__Task goal__
Restate the lines word for word, from the one containing "Please pin the gravel" through the last line of the entries below, without any other lines.

** Opening Material for this exercise block **

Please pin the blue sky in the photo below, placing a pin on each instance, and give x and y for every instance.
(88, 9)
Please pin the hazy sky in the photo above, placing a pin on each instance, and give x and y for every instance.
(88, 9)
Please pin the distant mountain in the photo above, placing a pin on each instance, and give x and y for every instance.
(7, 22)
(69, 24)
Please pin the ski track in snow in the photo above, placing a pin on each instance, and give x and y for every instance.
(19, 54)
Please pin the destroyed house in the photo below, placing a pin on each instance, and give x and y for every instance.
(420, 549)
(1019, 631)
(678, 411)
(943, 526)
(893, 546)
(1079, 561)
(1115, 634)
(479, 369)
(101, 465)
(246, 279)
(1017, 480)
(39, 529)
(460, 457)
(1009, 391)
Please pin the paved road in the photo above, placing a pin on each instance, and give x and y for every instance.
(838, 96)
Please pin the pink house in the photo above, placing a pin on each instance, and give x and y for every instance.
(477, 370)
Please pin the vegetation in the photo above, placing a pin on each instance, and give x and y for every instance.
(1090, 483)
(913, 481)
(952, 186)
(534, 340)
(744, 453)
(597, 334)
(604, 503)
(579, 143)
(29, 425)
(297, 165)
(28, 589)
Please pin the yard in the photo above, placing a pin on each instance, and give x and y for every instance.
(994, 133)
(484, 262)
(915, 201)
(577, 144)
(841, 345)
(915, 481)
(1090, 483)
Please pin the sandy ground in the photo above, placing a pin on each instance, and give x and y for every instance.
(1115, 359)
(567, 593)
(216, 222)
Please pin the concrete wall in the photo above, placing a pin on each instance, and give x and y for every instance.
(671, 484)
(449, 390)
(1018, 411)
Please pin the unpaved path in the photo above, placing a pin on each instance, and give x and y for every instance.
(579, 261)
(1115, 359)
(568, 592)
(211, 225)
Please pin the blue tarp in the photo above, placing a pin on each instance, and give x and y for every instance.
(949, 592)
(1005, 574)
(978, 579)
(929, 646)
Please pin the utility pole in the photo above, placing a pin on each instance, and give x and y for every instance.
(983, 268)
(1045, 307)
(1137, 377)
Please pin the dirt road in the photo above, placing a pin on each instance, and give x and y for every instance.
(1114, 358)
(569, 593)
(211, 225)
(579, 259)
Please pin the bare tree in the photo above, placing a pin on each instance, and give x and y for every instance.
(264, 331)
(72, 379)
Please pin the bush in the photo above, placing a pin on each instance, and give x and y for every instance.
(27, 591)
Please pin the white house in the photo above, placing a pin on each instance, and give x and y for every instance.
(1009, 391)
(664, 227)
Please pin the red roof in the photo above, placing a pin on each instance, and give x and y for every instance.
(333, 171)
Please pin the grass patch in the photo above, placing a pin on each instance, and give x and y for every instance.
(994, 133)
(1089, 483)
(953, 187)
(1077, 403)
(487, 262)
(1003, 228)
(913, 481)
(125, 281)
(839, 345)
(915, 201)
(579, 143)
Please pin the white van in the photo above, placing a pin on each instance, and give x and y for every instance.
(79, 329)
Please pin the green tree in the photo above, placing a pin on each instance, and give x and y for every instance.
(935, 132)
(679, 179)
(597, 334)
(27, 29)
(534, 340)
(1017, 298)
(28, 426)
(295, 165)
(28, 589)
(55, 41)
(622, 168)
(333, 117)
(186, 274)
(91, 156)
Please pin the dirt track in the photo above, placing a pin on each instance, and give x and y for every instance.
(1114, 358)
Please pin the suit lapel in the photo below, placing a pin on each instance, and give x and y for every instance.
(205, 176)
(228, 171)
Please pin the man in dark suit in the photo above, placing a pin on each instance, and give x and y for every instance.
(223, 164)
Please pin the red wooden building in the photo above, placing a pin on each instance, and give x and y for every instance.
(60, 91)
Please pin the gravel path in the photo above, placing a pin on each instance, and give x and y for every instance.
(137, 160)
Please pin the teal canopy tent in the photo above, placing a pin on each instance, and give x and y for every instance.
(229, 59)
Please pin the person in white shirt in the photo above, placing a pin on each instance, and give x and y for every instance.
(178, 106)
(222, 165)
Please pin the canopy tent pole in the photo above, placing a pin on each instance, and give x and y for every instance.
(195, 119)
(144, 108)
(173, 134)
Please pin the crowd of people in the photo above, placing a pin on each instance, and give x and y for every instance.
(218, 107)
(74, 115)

** Closing Material for this exercise block **

__Expected output__
Please pin the gravel path in the photo above, placing a pin on each instance, and give x and y for every instance.
(137, 160)
Please pin the teal canopy tent in the photo above, placing a pin on each instance, and give x and y for every instance.
(229, 59)
Please pin the person in white shirt in the photo above, placing a pin on each instance, and give x and y for every instance.
(178, 106)
(222, 165)
Please pin the canopy tent pole in the photo above, placing a pin on each instance, and give x and y for every instance.
(195, 119)
(144, 108)
(173, 134)
Please pin the crowd of people in the photo above, placing a pin on each instance, and give x and y for every instance.
(218, 107)
(74, 115)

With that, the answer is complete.